* START Provided passage *

Did you ever find a solution to this issue?  I am dealing with the same issue in Massachusetts right now!!


----------



## rosegamble (Mar 31, 2022)

No, I have yet to find a satisfactory solution! It's really an odd code situation that I don't think has been properly codified due to the fact that new duplexes are not very common. I do know the rating has to be continuous from foundation to top of building, so in the crawl space I would think a continuous wall of CMU is required between units. However, it's very odd from a construction standpoint to hold back the floor assemblies at intersections with the fire-rated wall to allow a continuous layer of Type X all the way up...


----------



## sethturner13 (Mar 31, 2022)

Yes it is odd.  We have built over 20 duplexes in our community and have never had an issue until a few weeks ago.  We hold the strapping back 3/4" on the 2nd floor fire wall, that way we can have continuous 5/8" drywall all the way up to the roof.  The issue for us is between the floors, the rim joist/floor joists does not have the 5/8" continuous sheetrock.  We have engineers, architects and our insulation company working on the issue.  I will keep you posted.


----------



## rosegamble (Mar 31, 2022)

* END Provided passage *

_Exercise set_
**A)** List the groups that sethturner13 says are working on the issue in the forum thread.
**B)** According to the forum thread, how many duplexes has sethturner13's company built in its community?
**C)** Rewrite the forum thread from "Yes it is odd." to "keep you posted.", substituting "furring" for "strapping".
The data that come next are from a separate source and are unrelated to the forum thread.

* START Data lines *

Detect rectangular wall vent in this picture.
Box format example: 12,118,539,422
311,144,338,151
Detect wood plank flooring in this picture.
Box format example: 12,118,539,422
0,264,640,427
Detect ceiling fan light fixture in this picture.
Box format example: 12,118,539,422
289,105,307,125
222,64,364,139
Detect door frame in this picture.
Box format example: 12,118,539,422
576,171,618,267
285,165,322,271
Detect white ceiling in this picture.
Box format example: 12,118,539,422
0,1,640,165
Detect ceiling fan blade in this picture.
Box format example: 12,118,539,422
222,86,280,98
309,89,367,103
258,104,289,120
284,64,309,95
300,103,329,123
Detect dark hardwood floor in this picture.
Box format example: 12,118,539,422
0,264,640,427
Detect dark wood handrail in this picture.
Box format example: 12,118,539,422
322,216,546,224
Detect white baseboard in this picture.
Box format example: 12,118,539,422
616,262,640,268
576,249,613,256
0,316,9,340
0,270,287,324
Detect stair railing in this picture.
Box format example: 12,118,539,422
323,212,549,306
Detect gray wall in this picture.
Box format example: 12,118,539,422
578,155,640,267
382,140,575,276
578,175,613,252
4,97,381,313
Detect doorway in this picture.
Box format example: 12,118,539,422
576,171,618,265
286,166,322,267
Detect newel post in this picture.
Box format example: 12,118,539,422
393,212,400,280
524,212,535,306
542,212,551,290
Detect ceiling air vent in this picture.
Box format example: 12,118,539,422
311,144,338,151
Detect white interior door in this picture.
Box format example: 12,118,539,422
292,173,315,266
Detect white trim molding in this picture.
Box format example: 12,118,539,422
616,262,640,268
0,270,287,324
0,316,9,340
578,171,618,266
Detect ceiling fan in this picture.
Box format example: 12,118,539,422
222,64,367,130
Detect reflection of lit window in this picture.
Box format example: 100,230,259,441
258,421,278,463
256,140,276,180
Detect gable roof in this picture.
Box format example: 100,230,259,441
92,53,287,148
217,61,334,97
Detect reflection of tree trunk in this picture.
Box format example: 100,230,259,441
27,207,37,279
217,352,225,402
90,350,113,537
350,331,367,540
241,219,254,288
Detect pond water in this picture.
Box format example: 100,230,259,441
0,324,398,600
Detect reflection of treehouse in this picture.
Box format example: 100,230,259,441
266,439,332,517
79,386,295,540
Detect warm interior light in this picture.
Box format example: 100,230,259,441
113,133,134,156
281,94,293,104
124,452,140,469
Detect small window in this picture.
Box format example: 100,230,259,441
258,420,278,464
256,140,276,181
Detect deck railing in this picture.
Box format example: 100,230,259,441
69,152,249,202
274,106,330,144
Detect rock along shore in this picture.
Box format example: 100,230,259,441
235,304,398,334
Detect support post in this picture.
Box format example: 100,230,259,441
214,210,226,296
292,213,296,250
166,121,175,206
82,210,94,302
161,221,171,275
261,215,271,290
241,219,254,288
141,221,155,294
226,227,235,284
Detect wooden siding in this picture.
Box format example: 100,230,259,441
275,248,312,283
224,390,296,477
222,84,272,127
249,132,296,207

* END Data lines *

_The answers_
**A)** Engineers, architects, and their insulation company.

**B)** Over 20.

**C)**
Yes it is odd.  We have built over 20 duplexes in our community and have never had an issue until a few weeks ago.  We hold the furring back 3/4" on the 2nd floor fire wall, that way we can have continuous 5/8" drywall all the way up to the roof.  The issue for us is between the floors, the rim joist/floor joists does not have the 5/8" continuous sheetrock.  We have engineers, architects and our insulation company working on the issue.  I will keep you posted.